Render every line of the listing below as a JSON list of strings, one string per line, with blank lines omitted and the pictures left out.

_ _ _ _

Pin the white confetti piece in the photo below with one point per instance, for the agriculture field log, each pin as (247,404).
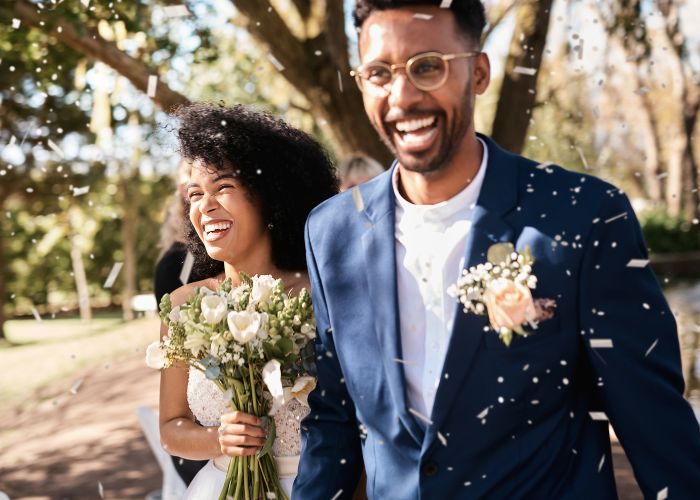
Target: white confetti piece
(152,84)
(36,314)
(357,197)
(651,347)
(275,62)
(55,148)
(615,217)
(522,70)
(420,416)
(76,385)
(176,11)
(113,275)
(186,269)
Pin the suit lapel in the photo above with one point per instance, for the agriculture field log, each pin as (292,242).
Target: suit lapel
(498,196)
(380,264)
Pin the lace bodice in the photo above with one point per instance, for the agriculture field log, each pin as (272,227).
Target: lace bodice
(207,404)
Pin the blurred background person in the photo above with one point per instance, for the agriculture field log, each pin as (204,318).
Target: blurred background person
(356,170)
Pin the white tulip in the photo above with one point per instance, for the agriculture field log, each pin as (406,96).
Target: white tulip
(213,309)
(244,325)
(155,356)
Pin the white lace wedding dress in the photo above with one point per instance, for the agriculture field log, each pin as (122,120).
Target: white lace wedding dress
(207,404)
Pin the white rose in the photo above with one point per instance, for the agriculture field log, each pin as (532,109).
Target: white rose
(155,356)
(213,309)
(244,325)
(262,288)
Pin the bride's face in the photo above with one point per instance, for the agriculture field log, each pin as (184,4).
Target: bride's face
(227,221)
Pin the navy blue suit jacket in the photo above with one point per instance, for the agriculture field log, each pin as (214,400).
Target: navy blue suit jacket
(541,441)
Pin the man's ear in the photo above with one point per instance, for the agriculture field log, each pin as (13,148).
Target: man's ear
(481,73)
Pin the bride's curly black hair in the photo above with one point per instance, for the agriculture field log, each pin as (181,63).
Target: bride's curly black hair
(283,168)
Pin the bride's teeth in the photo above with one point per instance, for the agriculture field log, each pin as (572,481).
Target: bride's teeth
(411,125)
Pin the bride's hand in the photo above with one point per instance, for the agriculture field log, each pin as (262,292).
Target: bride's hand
(240,434)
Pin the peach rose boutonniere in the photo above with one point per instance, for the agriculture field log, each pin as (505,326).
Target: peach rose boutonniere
(501,288)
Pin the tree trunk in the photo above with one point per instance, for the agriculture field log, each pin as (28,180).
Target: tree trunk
(518,92)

_ _ _ _

- [COMPLETED EXERCISE]
[
  "Pin the white confetti piece in the photo below with one point per instance, for the agriculture field log, each pin as (247,404).",
  "Target: white confetti piece",
  "(152,84)",
  "(36,314)",
  "(357,197)",
  "(651,347)",
  "(275,62)",
  "(55,148)",
  "(615,217)",
  "(522,70)",
  "(420,416)",
  "(76,385)",
  "(176,11)",
  "(113,275)",
  "(186,269)",
  "Pin the suit lapel in the photo above with one point per instance, for the agriculture field log, each pin as (292,242).",
  "Target: suit lapel",
  "(498,196)",
  "(380,264)",
  "Pin the lace bodice in the photo above with one point per instance, for the agriculture field log, each pin as (272,227).",
  "Target: lace bodice",
  "(207,404)",
  "Pin the blurred background person in the photo above with one point per instance, for the agriculture field log, each pin as (204,318).",
  "Target: blurred background person",
  "(356,170)",
  "Pin the white tulip in the photo above with one point per instance, for the agriculture field log, each pin as (406,96).",
  "Target: white tulip",
  "(213,309)",
  "(244,325)",
  "(155,356)",
  "Pin the white lace wedding dress in the photo above with one point per instance, for the agriculture field log, each pin as (122,120).",
  "Target: white lace wedding dress",
  "(207,404)",
  "Pin the white rose in the photo above with one point per instance, for the agriculture field log, each pin as (532,109).",
  "Target: white rose",
  "(155,356)",
  "(213,309)",
  "(244,325)",
  "(262,288)",
  "Pin the bride's face in the photo above with one point per instance, for the agriculture field log, each pin as (184,4).",
  "Target: bride's face",
  "(227,221)",
  "Pin the navy blue suit jacket in the photo above with one point per instance, for the agriculture field log, each pin as (214,400).",
  "Target: navy blue suit jacket",
  "(541,441)",
  "Pin the man's ear in the photo above with one point per instance, for the agriculture field log, each pin as (13,148).",
  "Target: man's ear",
  "(481,73)",
  "Pin the bride's curly black hair in the photo above with one point per instance, for the agriculture field log, each pin as (181,63).",
  "Target: bride's curly black hair",
  "(283,168)",
  "Pin the bride's teeth in the photo above with one point per instance, for the agriculture field log, each pin as (572,481).",
  "Target: bride's teeth",
  "(411,125)",
  "Pin the bride's hand in the photo above with one point per instance, for the agriculture field log, each pin as (262,292).",
  "Target: bride's hand",
  "(240,434)",
  "Pin the peach rose boutonniere in the photo above with one point per instance, for the agriculture field log, each pin as (505,326).",
  "Target: peach rose boutonniere",
  "(501,288)",
  "Pin the tree trunk in the photo above with one point per instance, for the agriculture field log, each pin as (28,180).",
  "Target: tree trunk",
  "(518,92)"
]